TASK
Return the lines below in which the string "label" occurs.

START EXTRACTED INFORMATION

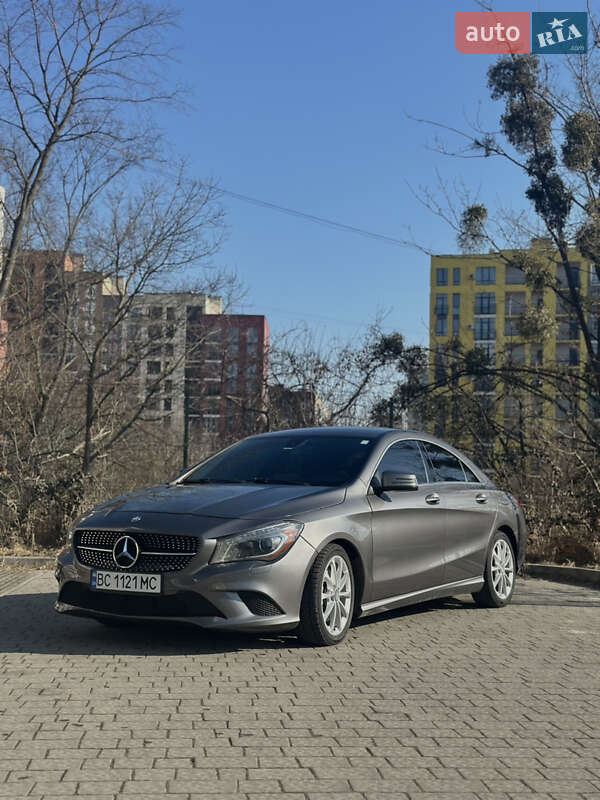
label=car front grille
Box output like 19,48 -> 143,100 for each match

END EXTRACTED INFORMATION
START EXTRACTED INFORMATION

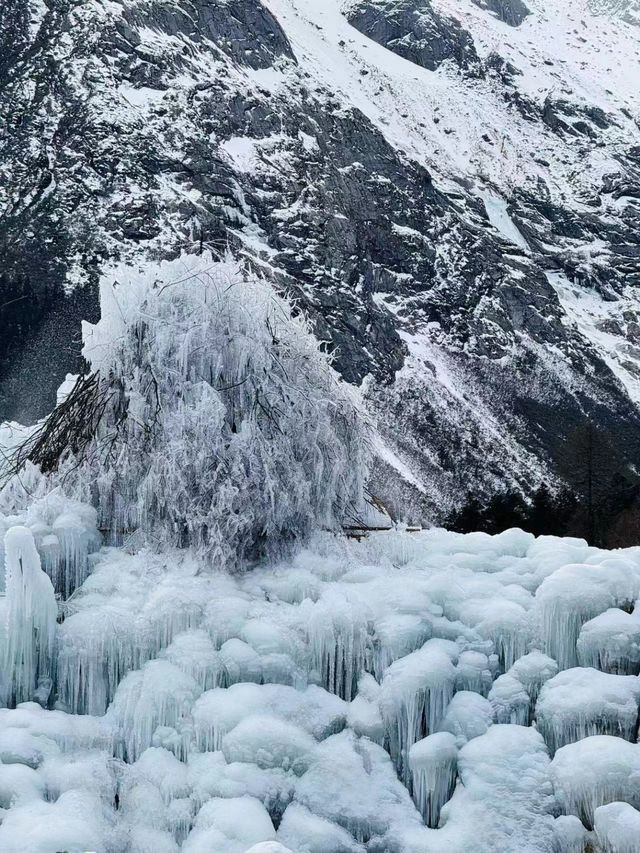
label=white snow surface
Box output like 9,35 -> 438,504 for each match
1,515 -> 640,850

END EXTRACTED INFORMATION
START EXTRACTED INFORMATION

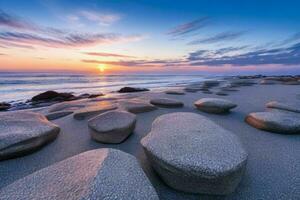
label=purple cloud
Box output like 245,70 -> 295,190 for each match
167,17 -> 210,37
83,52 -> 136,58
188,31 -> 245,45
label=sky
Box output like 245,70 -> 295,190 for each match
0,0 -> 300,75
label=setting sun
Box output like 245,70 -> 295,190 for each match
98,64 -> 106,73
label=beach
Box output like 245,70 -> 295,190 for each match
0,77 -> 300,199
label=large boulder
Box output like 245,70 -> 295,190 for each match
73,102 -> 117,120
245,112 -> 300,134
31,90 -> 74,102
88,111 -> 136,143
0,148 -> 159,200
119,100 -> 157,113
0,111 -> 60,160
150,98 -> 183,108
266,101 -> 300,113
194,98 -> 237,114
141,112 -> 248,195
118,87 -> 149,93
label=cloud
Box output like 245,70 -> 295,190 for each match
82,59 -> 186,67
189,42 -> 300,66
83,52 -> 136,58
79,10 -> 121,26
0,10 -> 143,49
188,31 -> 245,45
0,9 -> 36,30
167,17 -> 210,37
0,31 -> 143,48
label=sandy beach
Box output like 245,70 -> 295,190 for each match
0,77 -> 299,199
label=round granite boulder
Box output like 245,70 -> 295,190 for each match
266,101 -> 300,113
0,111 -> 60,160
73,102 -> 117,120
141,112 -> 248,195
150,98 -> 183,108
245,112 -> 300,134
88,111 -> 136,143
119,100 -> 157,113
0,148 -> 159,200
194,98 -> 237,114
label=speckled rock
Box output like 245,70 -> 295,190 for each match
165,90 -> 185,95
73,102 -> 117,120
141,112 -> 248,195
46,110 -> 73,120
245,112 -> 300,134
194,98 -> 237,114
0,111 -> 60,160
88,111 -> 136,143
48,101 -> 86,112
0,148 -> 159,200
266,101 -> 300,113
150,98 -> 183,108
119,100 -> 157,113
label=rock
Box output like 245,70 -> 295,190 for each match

END EXTRACTED INFORMATION

RESPONSE BOX
label=car front grille
label=white snow surface
label=purple cloud
label=sky
label=setting sun
label=beach
label=large boulder
label=cloud
label=sandy beach
label=round granite boulder
label=speckled rock
label=rock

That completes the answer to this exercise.